* **Objective 1**
List the three properties that the passage on loop invariants says are checked when analyzing an algorithm with a loop invariant.

* **Passage**
-*-

Algorithms - Introduction to the Basic Concepts
Chapter 2 - Getting Started
Loop Invariant, Case Analysis, Order of GrowthChecking the loop invariant
When analyzing an algorithm using a loop invariant (which consists of the elements originally in positions that have been sorted already) to see if it is correct, we check 3 properties:- Initialization - Loop invariant must be true prior to the first iteration of the loop.
- Maintenance - Must be true before the beginning of a loop, and remain true before the next iteration of the loop.
- Termination - When the loop terminates, the loop invariant must yield correct results that helps shows that the algorithm is correct.
The first two properties helps to shows that the loop of the algorithm is correct. The third properties is a confirmation that the algorithm has worked.
Lets put this into a better understanding now, by using insertion sort.
List given: 4 3 1 2 5 6
Initialization - Since insertion sort starts at the second element, the only part that is in the loop invariant would be the first element '4'. Although trivial, 4 is indeed sorted (1 of 1).
Maintenance -
List of actions:
Start loop: 4 | 3 1 2 5 6
3 is moved to position 0.

-*-

* **Data extract**
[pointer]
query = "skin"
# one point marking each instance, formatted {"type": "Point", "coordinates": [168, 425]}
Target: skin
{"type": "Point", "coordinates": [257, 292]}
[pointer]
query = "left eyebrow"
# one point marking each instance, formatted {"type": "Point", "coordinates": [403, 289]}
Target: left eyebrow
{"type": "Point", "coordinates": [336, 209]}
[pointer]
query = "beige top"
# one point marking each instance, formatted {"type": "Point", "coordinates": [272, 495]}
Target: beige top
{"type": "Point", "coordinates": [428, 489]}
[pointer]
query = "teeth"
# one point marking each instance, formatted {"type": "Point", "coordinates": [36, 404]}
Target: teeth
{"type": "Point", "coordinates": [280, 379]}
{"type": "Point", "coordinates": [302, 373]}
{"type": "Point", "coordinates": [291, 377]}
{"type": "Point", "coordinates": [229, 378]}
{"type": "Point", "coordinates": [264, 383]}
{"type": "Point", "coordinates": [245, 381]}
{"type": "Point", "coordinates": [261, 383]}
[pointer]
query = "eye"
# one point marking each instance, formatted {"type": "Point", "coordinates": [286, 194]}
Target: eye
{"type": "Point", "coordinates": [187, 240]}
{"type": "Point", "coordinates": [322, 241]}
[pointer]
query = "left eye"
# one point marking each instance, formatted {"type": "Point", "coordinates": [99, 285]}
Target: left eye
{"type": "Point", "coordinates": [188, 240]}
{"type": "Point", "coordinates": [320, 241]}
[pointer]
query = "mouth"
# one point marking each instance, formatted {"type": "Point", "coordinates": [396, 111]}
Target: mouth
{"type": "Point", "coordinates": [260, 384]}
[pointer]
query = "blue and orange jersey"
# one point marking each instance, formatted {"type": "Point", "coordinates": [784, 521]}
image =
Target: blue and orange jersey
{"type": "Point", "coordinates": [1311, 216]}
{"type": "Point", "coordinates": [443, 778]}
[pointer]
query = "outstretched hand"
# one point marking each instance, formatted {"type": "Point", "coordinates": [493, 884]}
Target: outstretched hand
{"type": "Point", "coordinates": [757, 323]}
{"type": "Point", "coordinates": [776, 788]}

-*-

* **Objective 2**
Identify each line in the rows that contains the word "eyebrow", and copy those lines.

* **Full output 1**
Initialization, Maintenance, Termination

* **Full output 2**
query = "left eyebrow"
Target: left eyebrow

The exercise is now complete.